**PROBLEM TO SOLVE:** Pull out each row below that contains the word "standing", and copy those rows unchanged.

━━━━━━

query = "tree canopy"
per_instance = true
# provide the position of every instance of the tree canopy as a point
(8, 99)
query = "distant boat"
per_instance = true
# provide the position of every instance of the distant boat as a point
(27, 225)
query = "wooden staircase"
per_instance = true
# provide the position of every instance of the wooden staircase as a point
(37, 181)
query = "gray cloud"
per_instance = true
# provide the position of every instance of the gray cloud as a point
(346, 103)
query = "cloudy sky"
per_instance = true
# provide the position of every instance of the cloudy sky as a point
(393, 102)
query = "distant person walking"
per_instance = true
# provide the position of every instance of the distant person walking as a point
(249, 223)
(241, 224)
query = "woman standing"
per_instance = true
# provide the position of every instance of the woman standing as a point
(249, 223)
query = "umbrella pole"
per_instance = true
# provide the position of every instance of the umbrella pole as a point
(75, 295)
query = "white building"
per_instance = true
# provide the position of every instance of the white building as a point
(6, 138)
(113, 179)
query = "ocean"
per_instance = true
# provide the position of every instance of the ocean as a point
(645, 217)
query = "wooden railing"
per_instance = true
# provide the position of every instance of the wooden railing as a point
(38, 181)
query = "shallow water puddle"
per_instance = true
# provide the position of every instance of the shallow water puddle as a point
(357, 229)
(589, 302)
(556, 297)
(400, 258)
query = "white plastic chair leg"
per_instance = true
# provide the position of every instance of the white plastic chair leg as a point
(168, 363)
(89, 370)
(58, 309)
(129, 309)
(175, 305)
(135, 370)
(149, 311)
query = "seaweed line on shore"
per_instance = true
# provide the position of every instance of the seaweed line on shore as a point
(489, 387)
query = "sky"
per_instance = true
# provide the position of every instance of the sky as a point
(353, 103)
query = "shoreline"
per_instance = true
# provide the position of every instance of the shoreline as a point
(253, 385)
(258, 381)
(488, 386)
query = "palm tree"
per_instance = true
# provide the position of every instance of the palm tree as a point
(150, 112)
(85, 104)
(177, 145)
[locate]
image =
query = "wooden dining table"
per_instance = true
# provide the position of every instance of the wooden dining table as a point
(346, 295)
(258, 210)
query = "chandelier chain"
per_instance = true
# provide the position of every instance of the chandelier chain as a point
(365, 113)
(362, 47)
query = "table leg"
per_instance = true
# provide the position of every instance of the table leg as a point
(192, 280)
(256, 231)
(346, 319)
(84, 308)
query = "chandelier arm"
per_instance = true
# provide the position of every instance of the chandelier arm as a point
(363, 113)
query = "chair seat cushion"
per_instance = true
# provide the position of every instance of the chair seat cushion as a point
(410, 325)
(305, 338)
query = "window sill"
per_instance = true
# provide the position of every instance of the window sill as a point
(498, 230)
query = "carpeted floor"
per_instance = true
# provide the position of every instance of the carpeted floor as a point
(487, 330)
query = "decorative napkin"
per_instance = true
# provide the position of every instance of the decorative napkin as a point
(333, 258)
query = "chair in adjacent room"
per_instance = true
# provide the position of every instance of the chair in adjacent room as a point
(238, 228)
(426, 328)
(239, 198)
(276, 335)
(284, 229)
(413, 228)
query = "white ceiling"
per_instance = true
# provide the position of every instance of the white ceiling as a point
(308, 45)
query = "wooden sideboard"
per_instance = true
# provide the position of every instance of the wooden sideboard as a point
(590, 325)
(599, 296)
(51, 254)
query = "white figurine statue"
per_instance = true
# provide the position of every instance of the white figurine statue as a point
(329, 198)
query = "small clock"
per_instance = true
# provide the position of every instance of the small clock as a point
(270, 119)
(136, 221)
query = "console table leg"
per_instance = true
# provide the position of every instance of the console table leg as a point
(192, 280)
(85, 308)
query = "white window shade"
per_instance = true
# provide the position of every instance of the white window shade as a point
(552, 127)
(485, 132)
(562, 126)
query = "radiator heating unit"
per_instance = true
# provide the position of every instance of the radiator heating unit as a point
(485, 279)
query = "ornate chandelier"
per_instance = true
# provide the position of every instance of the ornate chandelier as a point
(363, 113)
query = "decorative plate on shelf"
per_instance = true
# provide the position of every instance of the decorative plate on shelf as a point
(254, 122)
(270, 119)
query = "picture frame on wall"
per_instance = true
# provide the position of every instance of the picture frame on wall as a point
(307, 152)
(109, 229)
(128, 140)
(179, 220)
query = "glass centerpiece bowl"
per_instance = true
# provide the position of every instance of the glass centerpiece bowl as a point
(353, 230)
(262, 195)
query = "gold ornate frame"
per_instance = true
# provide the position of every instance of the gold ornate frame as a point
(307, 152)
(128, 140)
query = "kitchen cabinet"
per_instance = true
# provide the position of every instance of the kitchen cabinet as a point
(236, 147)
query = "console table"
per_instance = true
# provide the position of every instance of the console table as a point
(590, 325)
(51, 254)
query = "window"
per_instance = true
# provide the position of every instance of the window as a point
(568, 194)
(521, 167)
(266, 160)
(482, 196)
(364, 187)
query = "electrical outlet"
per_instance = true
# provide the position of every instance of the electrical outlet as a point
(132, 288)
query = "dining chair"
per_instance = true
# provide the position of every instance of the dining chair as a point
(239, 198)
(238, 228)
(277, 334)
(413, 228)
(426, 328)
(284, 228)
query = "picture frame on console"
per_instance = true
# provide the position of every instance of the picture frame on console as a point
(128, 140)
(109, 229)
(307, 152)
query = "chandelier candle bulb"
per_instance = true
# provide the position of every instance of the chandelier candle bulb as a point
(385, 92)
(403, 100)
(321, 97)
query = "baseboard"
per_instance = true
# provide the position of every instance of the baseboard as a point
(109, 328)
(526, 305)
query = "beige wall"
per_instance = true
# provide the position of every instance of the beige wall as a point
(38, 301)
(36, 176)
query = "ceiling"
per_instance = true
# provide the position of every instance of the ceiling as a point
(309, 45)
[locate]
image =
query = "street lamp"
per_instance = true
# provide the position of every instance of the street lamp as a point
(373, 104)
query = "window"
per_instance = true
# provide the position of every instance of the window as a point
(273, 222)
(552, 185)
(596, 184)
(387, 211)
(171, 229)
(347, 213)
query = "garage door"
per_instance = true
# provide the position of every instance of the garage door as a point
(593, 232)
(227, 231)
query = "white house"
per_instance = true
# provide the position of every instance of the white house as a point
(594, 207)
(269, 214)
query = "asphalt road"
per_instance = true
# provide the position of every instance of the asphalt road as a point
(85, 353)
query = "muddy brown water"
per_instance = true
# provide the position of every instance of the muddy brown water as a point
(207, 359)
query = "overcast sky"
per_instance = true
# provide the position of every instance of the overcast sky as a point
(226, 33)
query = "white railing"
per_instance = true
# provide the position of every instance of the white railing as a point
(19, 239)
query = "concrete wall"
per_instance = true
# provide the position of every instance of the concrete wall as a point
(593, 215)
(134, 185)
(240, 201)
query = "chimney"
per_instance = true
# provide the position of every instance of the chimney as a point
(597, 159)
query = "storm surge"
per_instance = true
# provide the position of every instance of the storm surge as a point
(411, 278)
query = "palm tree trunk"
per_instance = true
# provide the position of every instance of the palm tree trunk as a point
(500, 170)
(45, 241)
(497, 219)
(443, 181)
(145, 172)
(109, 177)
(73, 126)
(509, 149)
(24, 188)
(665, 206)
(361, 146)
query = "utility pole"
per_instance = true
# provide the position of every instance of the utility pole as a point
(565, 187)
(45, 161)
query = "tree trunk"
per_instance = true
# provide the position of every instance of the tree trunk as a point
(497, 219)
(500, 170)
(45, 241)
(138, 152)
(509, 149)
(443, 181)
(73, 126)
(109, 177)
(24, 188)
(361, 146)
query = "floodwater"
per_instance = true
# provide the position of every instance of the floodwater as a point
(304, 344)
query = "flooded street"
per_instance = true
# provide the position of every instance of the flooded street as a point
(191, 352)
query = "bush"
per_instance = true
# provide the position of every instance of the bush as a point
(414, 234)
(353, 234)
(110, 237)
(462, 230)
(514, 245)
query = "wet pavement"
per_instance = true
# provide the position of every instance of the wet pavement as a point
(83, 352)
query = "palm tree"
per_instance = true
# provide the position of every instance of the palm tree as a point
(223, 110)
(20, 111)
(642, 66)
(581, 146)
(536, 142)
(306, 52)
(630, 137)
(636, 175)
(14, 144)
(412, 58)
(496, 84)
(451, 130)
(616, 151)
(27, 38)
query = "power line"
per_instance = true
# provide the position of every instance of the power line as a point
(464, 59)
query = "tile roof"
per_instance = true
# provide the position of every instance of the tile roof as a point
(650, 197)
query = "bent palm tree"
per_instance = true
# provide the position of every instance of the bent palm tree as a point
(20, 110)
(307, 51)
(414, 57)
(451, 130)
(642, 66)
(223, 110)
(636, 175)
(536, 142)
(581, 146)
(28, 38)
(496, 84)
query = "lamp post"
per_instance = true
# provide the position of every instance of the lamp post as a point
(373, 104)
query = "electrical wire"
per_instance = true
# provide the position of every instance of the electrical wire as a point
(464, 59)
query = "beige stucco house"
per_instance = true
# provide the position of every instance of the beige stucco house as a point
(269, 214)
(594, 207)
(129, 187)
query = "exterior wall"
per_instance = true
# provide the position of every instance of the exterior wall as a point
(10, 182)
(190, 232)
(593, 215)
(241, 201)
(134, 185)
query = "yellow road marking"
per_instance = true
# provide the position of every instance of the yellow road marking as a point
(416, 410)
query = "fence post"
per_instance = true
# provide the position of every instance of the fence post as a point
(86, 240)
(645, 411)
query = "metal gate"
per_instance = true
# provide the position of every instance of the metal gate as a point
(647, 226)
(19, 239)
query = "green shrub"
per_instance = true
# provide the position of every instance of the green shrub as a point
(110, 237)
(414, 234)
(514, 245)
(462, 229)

━━━━━━

**RESPONSE TO THE EXERCISE:**
query = "woman standing"
# provide the position of every instance of the woman standing as a point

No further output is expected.